- **What this task involves**:
Type out the complete listing below word for word, without its pictures.

- **Task data**:
────────────────────────────────────────
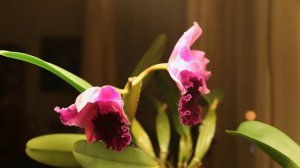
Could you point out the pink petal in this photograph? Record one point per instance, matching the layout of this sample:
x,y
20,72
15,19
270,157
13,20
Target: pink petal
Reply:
x,y
188,38
71,117
90,133
88,96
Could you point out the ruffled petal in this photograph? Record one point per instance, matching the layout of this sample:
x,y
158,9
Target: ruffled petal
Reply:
x,y
190,111
111,128
88,96
188,38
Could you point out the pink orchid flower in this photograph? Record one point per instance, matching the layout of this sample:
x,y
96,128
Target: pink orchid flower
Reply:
x,y
188,69
100,111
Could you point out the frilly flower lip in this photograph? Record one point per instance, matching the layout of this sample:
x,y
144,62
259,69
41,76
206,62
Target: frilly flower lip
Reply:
x,y
99,110
188,69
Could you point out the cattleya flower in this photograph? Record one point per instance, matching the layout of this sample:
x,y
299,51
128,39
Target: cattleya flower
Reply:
x,y
188,68
100,111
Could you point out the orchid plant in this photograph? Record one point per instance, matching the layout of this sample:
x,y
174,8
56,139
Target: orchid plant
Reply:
x,y
114,138
113,135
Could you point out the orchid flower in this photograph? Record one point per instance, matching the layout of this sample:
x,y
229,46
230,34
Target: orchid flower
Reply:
x,y
188,69
99,110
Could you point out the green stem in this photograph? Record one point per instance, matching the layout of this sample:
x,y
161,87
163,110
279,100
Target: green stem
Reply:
x,y
142,75
121,91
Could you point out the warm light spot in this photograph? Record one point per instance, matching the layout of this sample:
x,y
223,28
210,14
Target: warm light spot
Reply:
x,y
250,115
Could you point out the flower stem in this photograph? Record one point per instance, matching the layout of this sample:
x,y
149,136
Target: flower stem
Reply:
x,y
142,75
121,91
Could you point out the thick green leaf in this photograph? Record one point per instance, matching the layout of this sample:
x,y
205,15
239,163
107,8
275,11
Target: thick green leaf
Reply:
x,y
131,99
72,79
163,137
96,155
141,138
54,149
206,133
152,56
171,96
271,140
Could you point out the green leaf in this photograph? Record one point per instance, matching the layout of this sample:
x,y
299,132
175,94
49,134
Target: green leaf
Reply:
x,y
96,155
54,149
141,138
163,137
206,133
152,56
75,81
171,96
278,145
131,99
217,93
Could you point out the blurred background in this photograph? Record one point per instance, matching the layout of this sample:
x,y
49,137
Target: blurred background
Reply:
x,y
253,46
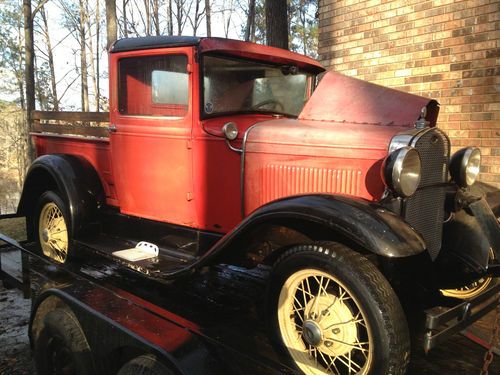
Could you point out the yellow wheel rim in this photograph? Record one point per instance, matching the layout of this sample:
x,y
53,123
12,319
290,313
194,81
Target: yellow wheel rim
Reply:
x,y
53,233
471,290
323,325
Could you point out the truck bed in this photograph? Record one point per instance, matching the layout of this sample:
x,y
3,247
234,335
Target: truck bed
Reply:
x,y
83,134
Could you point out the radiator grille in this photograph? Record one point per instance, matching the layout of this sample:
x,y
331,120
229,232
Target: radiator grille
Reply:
x,y
425,209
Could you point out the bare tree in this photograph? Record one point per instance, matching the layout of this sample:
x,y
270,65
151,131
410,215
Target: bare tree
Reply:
x,y
147,17
83,56
111,22
170,19
197,17
277,23
50,58
208,15
29,61
227,14
156,17
181,13
125,20
250,27
94,59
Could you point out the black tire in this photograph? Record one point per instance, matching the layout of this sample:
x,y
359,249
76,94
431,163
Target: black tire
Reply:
x,y
61,346
144,365
48,248
374,333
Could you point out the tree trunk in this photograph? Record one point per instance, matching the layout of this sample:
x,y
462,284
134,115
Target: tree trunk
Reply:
x,y
147,24
53,82
250,20
83,59
208,14
98,58
170,19
156,17
92,58
277,23
125,26
30,74
179,16
110,22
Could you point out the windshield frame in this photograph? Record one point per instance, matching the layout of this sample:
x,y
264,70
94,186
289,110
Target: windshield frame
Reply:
x,y
201,64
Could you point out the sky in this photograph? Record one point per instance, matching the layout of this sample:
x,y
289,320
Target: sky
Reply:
x,y
67,55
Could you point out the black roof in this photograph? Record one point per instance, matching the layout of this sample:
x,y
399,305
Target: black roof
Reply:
x,y
149,42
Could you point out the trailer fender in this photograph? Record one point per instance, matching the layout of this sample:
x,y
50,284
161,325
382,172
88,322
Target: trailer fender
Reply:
x,y
74,177
111,343
327,217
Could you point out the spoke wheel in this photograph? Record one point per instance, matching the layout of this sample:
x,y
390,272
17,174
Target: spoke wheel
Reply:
x,y
52,227
331,311
323,325
473,289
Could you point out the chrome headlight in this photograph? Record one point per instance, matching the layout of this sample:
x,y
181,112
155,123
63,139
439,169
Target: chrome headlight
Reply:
────────────────────────────────────────
- **The reply**:
Could you point out the pink petal in this photograph? Record one point per instance, matching the layout of this sample:
x,y
20,72
15,19
270,157
13,20
Target: pink petal
Reply:
x,y
188,38
71,117
90,133
88,96
Could you point out the ruffled petal in this photograph? Record one point per instance, matching the layout of this sample:
x,y
158,9
Target: ruffled petal
Reply:
x,y
190,111
111,128
88,96
188,38
Could you point out the pink orchid flower in this photograph? Record one point per instance, matching the layout of this sample:
x,y
96,128
Target: pink orchid flower
Reply:
x,y
188,69
100,111
Could you point out the frilly flower lip in this photograph? Record one point per instance, matching the layout of this sample:
x,y
144,62
259,69
41,76
206,62
Target: frilly flower lip
Reply:
x,y
99,110
188,69
Could you point out the cattleya flower in this photograph? Record one point per instance, matching the layout of this sample:
x,y
299,51
128,39
Target: cattleya flower
Reply:
x,y
188,68
100,111
Could you point out the orchid plant in this photograph? Record one point per instance, matching the layout of this sample:
x,y
174,8
56,139
Target: orchid plant
Reply:
x,y
114,138
113,135
Could you point out the orchid flower in this photograph? Record one point per instance, matching the layout of this sample:
x,y
229,46
230,34
Target: orchid flower
Reply:
x,y
188,69
99,110
Could you point out the green stem in this photograph? Record one point per instance, matching the layout of this sample:
x,y
161,87
163,110
279,100
Target: green stem
Reply:
x,y
142,75
121,91
Could you point out the warm light spot in this photograph? Record one point per instance, matching the layout of this sample:
x,y
223,28
210,14
Target: warm light spot
Reply:
x,y
250,115
Could you point out the flower stem in this photograph? Record one point per instance, matching the layout of this sample:
x,y
149,136
Target: flower stem
Reply:
x,y
142,75
121,91
Could you point out the thick green leaf in this photograph? Record one point per instance, matching the layout of this sample:
x,y
205,15
239,163
107,8
275,11
Target: thick green leaf
Reply:
x,y
131,99
72,79
163,137
96,155
141,138
54,149
206,133
152,56
171,96
271,140
Could you point out the green leaf in this photograph? Record one point per instance, matching the layout of this sample:
x,y
299,132
175,94
49,134
Target: green leaf
Reply:
x,y
96,155
54,149
141,138
163,137
206,133
152,56
75,81
171,96
278,145
131,99
217,93
Could you point out the blurred background in this photograph? Record one point per instance, matching the layout of this sample:
x,y
49,137
Target: blurred background
Reply:
x,y
253,46
Could you point out the yellow wheel rim in this photograph? Record one point per instance, matching the layout of this sample:
x,y
53,123
12,319
290,313
194,81
Target: yellow wheel rim
Reply:
x,y
53,233
471,290
323,325
Could you point out the truck bed in this photograph? Record one point per instance, matching the layout of this sample:
x,y
3,247
234,335
Target: truck bed
Reply:
x,y
83,134
Could you point out the radiator grille in this photograph? Record one point per instance, matching the layout of this sample:
x,y
331,120
229,232
Target: radiator grille
Reply:
x,y
425,209
Could you point out the bare tree in this photograph? Record one point per instance, matching the layout of this sample:
x,y
270,65
151,131
410,215
Target: bare tree
Reply:
x,y
147,17
83,56
111,22
170,19
197,17
277,23
50,58
208,15
29,61
227,14
156,17
181,13
125,20
250,27
94,59
Could you point out the black tire in this photograph? Record one point per instance, matching the layout of this sample:
x,y
359,249
76,94
431,163
Target: black tire
Reply:
x,y
61,346
144,365
48,248
374,333
Could you point out the tree trunk in this photograph? Record one point per instance, matching the layout of this sample:
x,y
462,284
134,115
Target: tree trunk
Reply:
x,y
147,24
53,82
250,20
83,59
208,14
98,58
170,19
156,17
92,58
277,23
125,26
30,74
179,16
110,22
Could you point out the windshield frame in this photograph? Record one point per instance, matching the layout of this sample:
x,y
264,70
94,186
289,110
Target: windshield frame
Reply:
x,y
201,64
Could you point out the sky in this photograph? Record one point per instance, matching the layout of this sample:
x,y
289,320
Target: sky
Reply:
x,y
67,55
Could you point out the black roof in this photograph? Record one point per instance, matching the layout of this sample:
x,y
399,305
Target: black roof
Reply:
x,y
149,42
Could you point out the trailer fender in this photograph? Record one point per instance, matching the layout of this sample:
x,y
50,284
161,325
382,172
88,322
Target: trailer fender
Reply:
x,y
74,177
111,343
327,217
Could you point out the spoke wheel in this photograph? Record one point per instance, matching the layout of this sample:
x,y
390,272
17,174
Target: spoke wheel
Reply:
x,y
52,227
331,311
323,325
473,289
Could you point out the chrome headlight in this photograph? Record one point per instance, matching the layout of this sample:
x,y
181,112
155,123
63,139
439,169
Target: chrome headlight
Reply:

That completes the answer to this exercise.